(Portion of a data file)
'''

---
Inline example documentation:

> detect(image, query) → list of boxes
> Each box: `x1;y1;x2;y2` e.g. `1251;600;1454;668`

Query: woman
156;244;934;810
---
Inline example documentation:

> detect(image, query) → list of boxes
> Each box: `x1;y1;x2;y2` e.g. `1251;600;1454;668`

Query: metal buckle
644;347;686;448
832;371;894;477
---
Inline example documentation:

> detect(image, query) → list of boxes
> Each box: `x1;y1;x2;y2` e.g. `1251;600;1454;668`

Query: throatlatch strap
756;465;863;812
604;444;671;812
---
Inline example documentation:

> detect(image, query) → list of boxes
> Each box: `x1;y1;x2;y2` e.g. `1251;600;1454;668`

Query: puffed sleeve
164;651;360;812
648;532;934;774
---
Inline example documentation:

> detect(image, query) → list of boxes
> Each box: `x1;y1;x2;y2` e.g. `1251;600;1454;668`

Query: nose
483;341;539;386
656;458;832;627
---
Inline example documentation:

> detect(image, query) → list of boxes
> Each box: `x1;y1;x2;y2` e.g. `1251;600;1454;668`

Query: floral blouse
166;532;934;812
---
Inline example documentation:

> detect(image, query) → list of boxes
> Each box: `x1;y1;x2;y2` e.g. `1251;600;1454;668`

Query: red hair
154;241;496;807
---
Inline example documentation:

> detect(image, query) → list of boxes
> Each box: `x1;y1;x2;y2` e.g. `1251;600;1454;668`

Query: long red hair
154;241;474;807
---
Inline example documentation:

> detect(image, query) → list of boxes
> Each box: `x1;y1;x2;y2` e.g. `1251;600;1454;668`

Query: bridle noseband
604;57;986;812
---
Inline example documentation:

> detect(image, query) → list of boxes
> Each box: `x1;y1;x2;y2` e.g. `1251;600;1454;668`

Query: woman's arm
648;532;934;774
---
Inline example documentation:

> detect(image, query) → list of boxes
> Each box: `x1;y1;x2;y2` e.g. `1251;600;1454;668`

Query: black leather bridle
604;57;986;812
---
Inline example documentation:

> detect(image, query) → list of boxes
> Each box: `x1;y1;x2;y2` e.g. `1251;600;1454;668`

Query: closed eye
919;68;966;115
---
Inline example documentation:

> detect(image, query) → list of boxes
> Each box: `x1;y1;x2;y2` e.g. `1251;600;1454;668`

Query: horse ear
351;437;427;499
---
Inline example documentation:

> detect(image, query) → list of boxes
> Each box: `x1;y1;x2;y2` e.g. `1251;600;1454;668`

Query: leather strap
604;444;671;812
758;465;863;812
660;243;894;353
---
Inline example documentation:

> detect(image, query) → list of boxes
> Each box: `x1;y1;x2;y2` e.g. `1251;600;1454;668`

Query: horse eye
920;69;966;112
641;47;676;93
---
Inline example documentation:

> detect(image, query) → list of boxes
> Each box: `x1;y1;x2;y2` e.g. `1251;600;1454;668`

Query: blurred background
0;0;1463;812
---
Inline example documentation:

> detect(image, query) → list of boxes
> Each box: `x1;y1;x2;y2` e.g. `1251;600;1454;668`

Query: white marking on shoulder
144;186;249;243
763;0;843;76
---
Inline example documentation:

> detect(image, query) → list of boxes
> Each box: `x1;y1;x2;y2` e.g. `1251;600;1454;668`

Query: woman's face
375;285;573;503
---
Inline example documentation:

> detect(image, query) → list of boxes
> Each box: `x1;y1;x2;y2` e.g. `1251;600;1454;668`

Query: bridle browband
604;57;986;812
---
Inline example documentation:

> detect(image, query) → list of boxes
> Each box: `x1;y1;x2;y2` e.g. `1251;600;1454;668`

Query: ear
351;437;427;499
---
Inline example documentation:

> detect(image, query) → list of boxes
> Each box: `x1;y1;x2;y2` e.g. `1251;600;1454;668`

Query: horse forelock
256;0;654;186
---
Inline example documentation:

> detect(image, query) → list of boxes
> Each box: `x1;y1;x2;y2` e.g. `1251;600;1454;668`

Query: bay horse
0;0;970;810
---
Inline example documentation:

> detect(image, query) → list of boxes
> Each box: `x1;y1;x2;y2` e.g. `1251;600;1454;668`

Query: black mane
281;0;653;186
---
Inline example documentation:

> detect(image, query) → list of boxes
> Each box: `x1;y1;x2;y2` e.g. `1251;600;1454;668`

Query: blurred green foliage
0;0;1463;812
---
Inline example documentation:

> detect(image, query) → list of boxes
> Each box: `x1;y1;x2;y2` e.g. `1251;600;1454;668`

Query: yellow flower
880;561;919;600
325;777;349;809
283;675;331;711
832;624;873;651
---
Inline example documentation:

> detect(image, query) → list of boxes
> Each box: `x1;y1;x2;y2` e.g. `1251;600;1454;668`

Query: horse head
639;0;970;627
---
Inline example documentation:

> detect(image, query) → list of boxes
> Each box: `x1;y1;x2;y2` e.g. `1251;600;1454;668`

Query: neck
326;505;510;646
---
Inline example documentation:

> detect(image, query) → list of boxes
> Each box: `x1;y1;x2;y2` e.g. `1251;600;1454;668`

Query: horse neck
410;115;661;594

'''

> [YOUR OBJECTIVE]: Copy every line of the material above without any changes.

> [TASK RESULT]:
---
Inline example documentation:

> detect(image, query) → list of boxes
> Each box: `x1;y1;x2;y2` e.g. `1251;600;1454;668`

Query: woman
156;244;934;810
---
Inline example documentation:

> detect(image, query) → list of boxes
> Each box: `x1;y1;x2;y2` e.g. `1251;600;1454;668`

Query: metal buckle
644;347;686;448
832;371;894;477
---
Inline example documentation:

> detect(image, query) → list of boxes
> Each box: `x1;y1;x2;y2` e.g. `1251;600;1454;668`

Query: throatlatch strap
756;465;863;812
604;444;671;812
---
Inline example documentation:

> detect(image, query) → list of boxes
> Each box: `x1;y1;x2;y2` e.g. `1251;600;1454;668`

Query: puffed sleeve
164;651;360;812
648;532;934;774
---
Inline example documentation:

> detect(image, query) → list of boxes
> Each box: `x1;y1;x2;y2` e.g. `1251;600;1454;668`

Query: nose
483;341;539;386
656;458;832;627
---
Inline example documentation:

> detect(image, query) → list of boxes
> Each box: `x1;y1;x2;y2` e.g. `1251;600;1454;668`

Query: floral blouse
166;532;934;812
---
Inline example documentation:

> detect(image, query) → list of boxes
> Each box: `x1;y1;x2;y2` e.g. `1251;600;1454;668`

Query: red hair
154;241;496;807
---
Inline example documentation:

> detect(image, query) → list of boxes
> Each box: `x1;y1;x2;y2` e.g. `1251;600;1454;668`

Query: long red hair
154;241;474;807
---
Inline example documentation:

> detect(image, query) → list of boxes
> Each box: `x1;y1;x2;y2` e.g. `1251;600;1454;668`

Query: bridle noseband
604;57;986;812
---
Inline example documentation:

> detect(image, query) → list of boxes
> Each box: `x1;y1;x2;y2` e.g. `1251;600;1454;668`

Query: woman's arm
648;532;934;774
---
Inline example documentation:

> detect(image, query) → list of boxes
> Each box: `x1;y1;x2;y2` e.g. `1251;600;1454;668`

Query: black leather bridle
604;57;986;812
---
Inline example documentation:

> detect(image, query) → list of boxes
> Each box: `x1;y1;x2;y2` e.g. `1251;600;1454;668`

Query: closed eye
919;68;966;115
---
Inline example documentation:

> detect(image, query) → list of boxes
> Each box: `x1;y1;x2;y2` e.g. `1251;600;1454;668`

Query: horse ear
351;437;427;499
---
Inline example documentation:

> detect(image, query) → list of boxes
> Each box: `x1;y1;x2;y2` e.g. `1251;600;1454;668`

Query: leather strap
604;444;671;812
758;465;863;812
660;243;894;353
---
Inline example documentation:

> detect(image, query) → list of boxes
> Each box: `x1;y1;x2;y2` e.g. `1251;600;1454;668`

Query: horse eye
920;69;966;112
641;47;676;93
---
Inline example documentation:

> detect(image, query) → list of boxes
> Each box: `x1;y1;x2;y2` e.g. `1251;600;1454;668`

Query: blurred background
0;0;1463;812
---
Inline example documentation:

> detect(image, query) → list of boxes
> Each box: `x1;y1;x2;y2` e.g. `1251;600;1454;668`

Query: white marking on shoulder
144;186;249;243
763;0;843;76
---
Inline example documentation:

> detect(image, query) → list of boxes
> Each box: `x1;y1;x2;y2` e.g. `1251;600;1454;668`

Query: woman's face
375;285;573;503
---
Inline example documentation:

> detect(image, query) → list of boxes
> Each box: `x1;y1;x2;y2` e.g. `1251;600;1454;668`

Query: bridle browband
604;57;986;812
---
Inline example documentation:

> detect(image, query) → list of boxes
> Each box: `x1;y1;x2;y2` e.g. `1251;600;1454;668`

Query: ear
351;437;427;499
---
Inline example documentation:

> detect(image, query) → list of boxes
> Each box: `x1;y1;x2;y2` e.g. `1251;600;1454;668`

Query: horse forelock
256;0;654;186
---
Inline example documentation:

> detect(image, query) → list of boxes
> Each box: `x1;y1;x2;y2` e.g. `1251;600;1454;668`

Query: bay horse
0;0;970;810
---
Inline example documentation:

> detect(image, query) → list of boxes
> Each box: `x1;y1;x2;y2` e.g. `1251;600;1454;668`

Query: black mane
281;0;653;186
---
Inline example documentation:

> detect(image, query) → list of boxes
> Each box: `x1;y1;x2;y2` e.g. `1251;600;1454;668`

Query: blurred green foliage
0;0;1463;812
---
Inline example documentation:

> detect(image, query) → list of boxes
> Each box: `x1;y1;x2;y2` e.g. `1251;600;1454;668`

Query: yellow flower
880;561;919;600
325;777;349;809
283;675;331;711
832;624;873;651
---
Inline example documentation:

> detect(image, query) → list of boxes
> Each box: `x1;y1;x2;y2` e.g. `1251;600;1454;668`

Query: horse head
639;0;970;627
---
Inline example documentation:

> detect(image, query) → list of boxes
> Each box: `x1;y1;x2;y2` e.g. `1251;600;1454;668`

Query: neck
326;505;510;646
---
Inline example documentation:

> detect(image, query) → list of boxes
> Each box: `x1;y1;x2;y2` e.g. `1251;600;1454;668`

Query: horse neck
410;115;661;594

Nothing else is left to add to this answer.